**TASK GOAL:**
Pull out each line in the listing that contains the word "reflection" and copy those lines as they are.

Start of INFORMATION SHOWN

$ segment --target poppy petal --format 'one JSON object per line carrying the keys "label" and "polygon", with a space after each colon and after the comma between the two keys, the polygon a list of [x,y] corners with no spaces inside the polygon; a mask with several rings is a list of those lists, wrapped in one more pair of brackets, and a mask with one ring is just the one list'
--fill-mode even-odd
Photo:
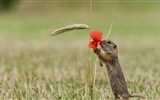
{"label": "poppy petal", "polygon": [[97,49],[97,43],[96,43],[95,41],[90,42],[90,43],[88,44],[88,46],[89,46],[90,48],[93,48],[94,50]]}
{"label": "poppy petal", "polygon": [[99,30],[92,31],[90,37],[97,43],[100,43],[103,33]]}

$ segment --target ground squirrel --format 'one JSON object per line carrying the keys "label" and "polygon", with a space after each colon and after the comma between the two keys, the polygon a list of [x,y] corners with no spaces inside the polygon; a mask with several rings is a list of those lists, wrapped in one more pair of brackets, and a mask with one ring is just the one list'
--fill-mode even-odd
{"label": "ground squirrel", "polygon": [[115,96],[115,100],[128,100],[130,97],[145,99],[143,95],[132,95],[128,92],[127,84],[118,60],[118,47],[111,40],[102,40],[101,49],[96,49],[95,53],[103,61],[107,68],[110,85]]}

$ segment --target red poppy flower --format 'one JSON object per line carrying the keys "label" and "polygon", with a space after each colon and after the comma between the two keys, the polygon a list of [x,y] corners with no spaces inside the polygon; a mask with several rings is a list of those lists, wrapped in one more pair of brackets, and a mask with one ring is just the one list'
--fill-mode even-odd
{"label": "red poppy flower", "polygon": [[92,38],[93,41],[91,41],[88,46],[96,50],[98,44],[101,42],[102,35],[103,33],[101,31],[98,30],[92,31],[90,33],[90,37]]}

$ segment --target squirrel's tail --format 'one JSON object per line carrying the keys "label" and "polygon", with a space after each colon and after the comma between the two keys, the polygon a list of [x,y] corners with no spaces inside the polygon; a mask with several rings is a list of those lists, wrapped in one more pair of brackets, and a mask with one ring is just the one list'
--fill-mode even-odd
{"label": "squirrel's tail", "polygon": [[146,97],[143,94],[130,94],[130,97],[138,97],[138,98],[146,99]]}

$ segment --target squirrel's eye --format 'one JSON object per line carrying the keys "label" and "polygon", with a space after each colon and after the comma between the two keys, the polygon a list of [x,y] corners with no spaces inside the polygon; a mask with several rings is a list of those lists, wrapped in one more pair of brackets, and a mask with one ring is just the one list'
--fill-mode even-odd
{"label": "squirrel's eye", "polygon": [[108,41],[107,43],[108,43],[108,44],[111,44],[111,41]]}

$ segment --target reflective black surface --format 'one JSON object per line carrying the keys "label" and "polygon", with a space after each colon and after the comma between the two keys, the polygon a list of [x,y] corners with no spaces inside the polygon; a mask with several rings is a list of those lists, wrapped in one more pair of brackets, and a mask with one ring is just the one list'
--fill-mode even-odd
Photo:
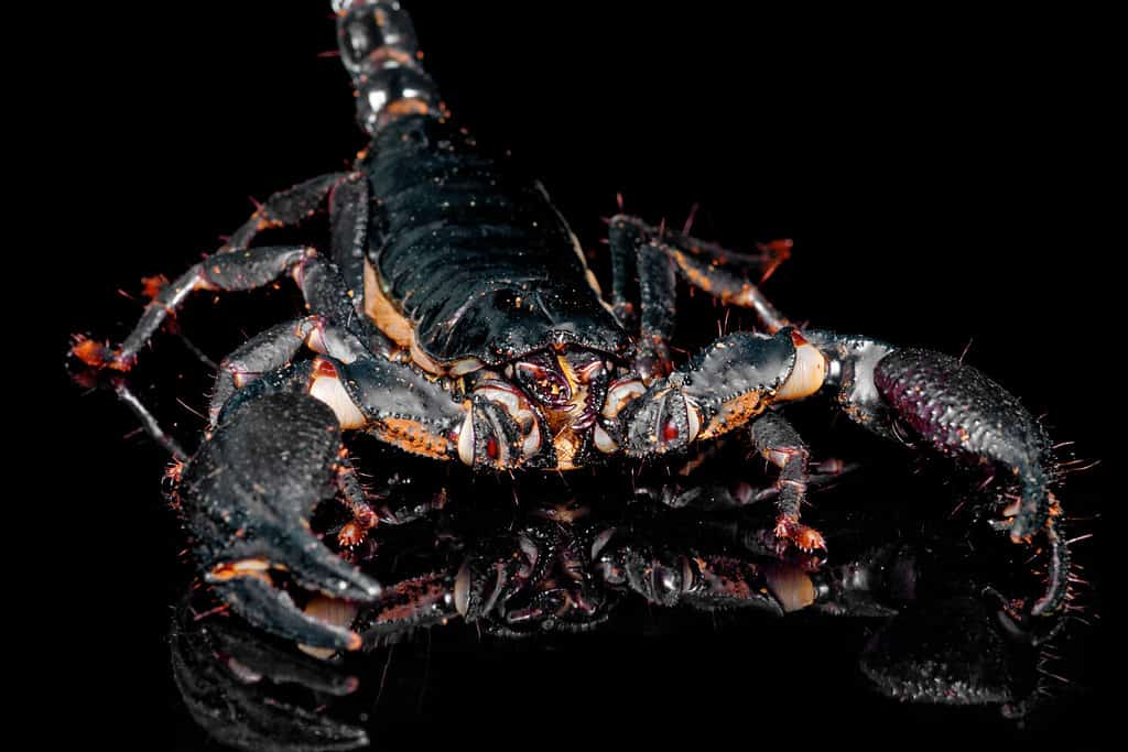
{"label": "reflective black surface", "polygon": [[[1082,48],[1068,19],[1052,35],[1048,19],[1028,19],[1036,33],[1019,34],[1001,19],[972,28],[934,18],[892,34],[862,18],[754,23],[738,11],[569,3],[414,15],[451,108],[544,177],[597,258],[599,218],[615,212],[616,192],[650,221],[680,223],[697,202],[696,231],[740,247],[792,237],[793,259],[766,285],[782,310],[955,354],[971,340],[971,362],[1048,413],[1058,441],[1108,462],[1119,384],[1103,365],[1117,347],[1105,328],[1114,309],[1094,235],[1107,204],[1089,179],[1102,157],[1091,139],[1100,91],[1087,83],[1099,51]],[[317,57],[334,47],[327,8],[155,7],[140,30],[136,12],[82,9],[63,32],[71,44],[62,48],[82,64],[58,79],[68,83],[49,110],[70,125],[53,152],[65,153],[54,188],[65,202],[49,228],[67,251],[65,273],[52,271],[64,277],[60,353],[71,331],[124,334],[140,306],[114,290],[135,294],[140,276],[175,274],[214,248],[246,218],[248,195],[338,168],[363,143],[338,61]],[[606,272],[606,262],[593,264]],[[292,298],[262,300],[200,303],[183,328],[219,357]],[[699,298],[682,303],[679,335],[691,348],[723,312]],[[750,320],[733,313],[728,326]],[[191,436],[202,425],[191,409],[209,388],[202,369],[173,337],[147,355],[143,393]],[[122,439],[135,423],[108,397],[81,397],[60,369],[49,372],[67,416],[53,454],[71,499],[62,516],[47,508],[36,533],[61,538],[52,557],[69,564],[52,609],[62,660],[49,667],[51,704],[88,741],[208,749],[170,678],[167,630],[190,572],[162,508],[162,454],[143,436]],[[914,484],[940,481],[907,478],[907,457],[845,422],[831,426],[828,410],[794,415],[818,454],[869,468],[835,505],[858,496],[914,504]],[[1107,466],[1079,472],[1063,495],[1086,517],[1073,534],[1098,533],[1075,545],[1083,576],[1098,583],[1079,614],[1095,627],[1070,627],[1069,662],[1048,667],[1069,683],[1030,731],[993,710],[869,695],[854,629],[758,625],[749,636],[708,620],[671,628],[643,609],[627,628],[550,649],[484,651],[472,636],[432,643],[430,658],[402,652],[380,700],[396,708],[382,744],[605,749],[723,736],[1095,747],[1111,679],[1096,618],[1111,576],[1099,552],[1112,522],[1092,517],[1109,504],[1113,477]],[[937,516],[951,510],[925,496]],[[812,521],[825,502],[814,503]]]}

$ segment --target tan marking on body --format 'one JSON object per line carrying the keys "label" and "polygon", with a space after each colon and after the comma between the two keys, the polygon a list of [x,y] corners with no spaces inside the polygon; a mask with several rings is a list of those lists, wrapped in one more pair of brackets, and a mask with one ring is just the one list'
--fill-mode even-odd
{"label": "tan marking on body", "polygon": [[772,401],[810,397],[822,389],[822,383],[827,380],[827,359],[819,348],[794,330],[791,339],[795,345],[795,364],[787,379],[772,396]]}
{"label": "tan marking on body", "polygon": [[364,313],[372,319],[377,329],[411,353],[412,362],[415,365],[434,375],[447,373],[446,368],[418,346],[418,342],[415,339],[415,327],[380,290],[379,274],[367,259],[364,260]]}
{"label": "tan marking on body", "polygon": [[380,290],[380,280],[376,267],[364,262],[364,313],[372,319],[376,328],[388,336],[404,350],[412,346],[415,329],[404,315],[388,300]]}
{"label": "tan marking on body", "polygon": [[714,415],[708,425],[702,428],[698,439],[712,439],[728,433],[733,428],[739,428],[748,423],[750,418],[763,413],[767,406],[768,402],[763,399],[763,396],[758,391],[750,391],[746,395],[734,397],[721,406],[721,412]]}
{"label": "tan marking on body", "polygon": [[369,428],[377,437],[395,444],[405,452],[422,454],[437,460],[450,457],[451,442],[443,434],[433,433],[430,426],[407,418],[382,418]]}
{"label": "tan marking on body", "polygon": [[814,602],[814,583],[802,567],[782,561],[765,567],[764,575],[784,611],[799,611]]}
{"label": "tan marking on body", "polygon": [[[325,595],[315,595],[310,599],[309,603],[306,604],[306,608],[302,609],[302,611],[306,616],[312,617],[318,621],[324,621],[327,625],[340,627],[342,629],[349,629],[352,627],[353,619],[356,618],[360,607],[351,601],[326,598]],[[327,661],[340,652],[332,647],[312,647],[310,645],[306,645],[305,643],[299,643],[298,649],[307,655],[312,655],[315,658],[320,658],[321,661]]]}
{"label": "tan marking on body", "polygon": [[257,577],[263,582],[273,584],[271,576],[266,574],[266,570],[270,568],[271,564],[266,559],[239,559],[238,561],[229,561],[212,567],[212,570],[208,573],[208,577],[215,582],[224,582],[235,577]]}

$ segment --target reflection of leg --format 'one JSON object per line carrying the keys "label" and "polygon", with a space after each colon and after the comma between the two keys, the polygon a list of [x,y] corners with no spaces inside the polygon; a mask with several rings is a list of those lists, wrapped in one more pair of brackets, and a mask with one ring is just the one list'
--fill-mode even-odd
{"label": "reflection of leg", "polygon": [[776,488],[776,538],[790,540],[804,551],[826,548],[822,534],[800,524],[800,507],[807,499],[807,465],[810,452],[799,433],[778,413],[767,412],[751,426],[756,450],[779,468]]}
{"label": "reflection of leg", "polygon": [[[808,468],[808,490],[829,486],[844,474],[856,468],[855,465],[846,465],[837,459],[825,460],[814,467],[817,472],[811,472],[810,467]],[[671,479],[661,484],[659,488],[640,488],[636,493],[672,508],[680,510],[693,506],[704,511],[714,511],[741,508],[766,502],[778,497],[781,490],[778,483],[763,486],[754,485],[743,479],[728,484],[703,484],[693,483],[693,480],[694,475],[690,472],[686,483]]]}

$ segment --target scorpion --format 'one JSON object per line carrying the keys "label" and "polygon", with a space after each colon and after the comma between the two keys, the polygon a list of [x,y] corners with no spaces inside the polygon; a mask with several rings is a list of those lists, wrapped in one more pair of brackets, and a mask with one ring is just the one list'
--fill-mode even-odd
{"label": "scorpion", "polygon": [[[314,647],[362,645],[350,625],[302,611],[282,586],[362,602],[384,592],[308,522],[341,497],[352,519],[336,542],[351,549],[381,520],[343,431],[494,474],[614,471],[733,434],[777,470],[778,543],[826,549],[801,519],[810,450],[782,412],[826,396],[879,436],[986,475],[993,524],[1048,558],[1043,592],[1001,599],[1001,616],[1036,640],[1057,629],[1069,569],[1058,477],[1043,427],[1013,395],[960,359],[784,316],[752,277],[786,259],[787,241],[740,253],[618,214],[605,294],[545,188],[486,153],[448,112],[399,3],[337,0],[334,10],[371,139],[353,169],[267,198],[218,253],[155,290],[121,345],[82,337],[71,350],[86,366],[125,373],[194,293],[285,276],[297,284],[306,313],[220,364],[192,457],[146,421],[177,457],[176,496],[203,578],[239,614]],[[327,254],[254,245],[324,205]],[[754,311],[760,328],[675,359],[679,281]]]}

End of INFORMATION SHOWN

**ANSWER:**
$ segment --target reflection of leg --format 'one JSON object per line carrying the keys "label" and "polygon", with a space after each colon and after the comma between the two keys, the polygon a list of [x,y] corners with no spaces inside the polygon; a mask with several rings is a list of those lists, wrapped in one more pair of brackets, and a mask with one ring is just the one list'
{"label": "reflection of leg", "polygon": [[776,488],[776,538],[790,540],[804,551],[826,548],[822,534],[800,524],[800,507],[807,499],[807,465],[810,452],[799,433],[778,413],[767,412],[751,426],[756,450],[779,468]]}
{"label": "reflection of leg", "polygon": [[[808,468],[808,490],[829,486],[844,474],[856,468],[855,465],[846,465],[837,459],[825,460],[814,467],[817,472],[811,472],[810,467]],[[671,479],[661,484],[659,488],[640,488],[636,493],[672,508],[680,510],[693,506],[704,511],[714,511],[741,508],[766,502],[778,497],[781,490],[778,483],[763,486],[754,485],[743,479],[728,484],[703,484],[693,483],[693,480],[694,475],[690,472],[686,483]]]}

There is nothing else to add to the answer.